* CONSIGNE 1
Pouvez-vous résumer en deux phrases le récit de la rencontre avec Reda ?
* CONSIGNE 2
Que dit le récit de la rencontre avec Reda sur les points suivants ?
(a) Quel âge a Reda ?
(b) Quelle langue parle-t-il chez lui et dans le douar ?
(c) Combien de chèvres compte le troupeau de la famille ?
* CONSIGNE 3
Pouvez-vous poursuivre le récit de la rencontre avec Reda à la suite de sa dernière phrase ?

* TEXTE CHOISI
——

Pour ma promenade dominicale, je décide de sortir des sentiers battus, dans le vrai sens du terme. Sur une colline, un chemin de bergers me conduit à la rencontre de Reda. Il accepte de discuter avec moi.
Il a douze ans. Il va à l’école pas loin de son douar. Il est en classe finale du primaire. Il a doublé une année. Il n’est pas bon élève. Il n’y en a pas avec lui, il tient à le préciser. Il ne parle pas un mot en français, il n’est pas bon en arabe. Chez lui et dans le douar il ne parle que amazigh.
Que fait-il quand il n’est pas à l’école ? Il s’occupe du troupeau de la famille. Vingt têtes, nous les comptons ensemble. Huit chèvres et douze moutons. Les dernières pluies nourrissent le sol, les arbres et le troupeau.

——

* ITEMS ENREGISTRÉS
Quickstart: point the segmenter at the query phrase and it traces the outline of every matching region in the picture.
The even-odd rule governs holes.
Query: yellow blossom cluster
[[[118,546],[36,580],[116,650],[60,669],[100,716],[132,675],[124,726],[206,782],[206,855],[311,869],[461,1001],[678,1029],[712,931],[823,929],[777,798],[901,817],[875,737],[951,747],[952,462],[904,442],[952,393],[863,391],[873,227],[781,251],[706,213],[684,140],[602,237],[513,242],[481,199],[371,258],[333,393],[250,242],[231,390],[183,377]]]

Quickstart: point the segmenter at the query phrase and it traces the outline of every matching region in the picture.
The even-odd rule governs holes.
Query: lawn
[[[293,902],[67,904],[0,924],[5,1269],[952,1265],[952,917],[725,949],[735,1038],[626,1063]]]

——

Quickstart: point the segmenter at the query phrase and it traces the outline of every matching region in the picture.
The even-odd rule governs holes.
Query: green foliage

——

* RÉSULTAT FINAL 1
Au cours d'une promenade dominicale hors des sentiers battus, un chemin de bergers mène sur une colline jusqu'à Reda, un garçon de douze ans qui accepte de discuter. Élève de la classe finale du primaire qui a doublé une année et ne parle qu'amazigh chez lui et dans le douar, il s'occupe hors de l'école du troupeau familial de huit chèvres et douze moutons.

* RÉSULTAT FINAL 2
(a) Il a douze ans.
(b) Il ne parle que amazigh.
(c) Le troupeau compte huit chèvres.

* RÉSULTAT FINAL 3
Aujourd’hui, jour anniversaire des Accords de Paris sur le climat, le petit troupeau de Reda n’en attend rien du tout. Demain, jour de déclaration du Couscous comme patrimoine mondial de l’Unesco, Reda n’en a cure. Cette semaine a aussi vu l’établissement de relations avec Israël. Peut-être cela pourrait nous inspirer pour résoudre la question linguistique en suivant l’approche qui a permis à Israël de réformer l’hébreu et de le rendre langue officielle utilisée dans tous les domaines par tous les habitants, malgré les différences de leurs provenances. Reda ne sait pas quoi dire.
J’ose la question qui me brûle les lèvres, qui me turlupine la tête. Son rêve ? Un sourire s’affiche sur son beau visage, la réponse fuse : Je n’en ai pas !
Si Reda n’a pas de rêve, si les millions d’enfants marocains sont comme lui, dans quel Maroc vivront les marocains de demain ?
Qui est responsable des rêves des enfants ? Sa famille ? Les maîtres de son école ? Les pouvoirs publics ? La société ? La mondialisation ? Le colonialisme ?
Qui est coupable de la suppression des rêves des têtes des enfants ?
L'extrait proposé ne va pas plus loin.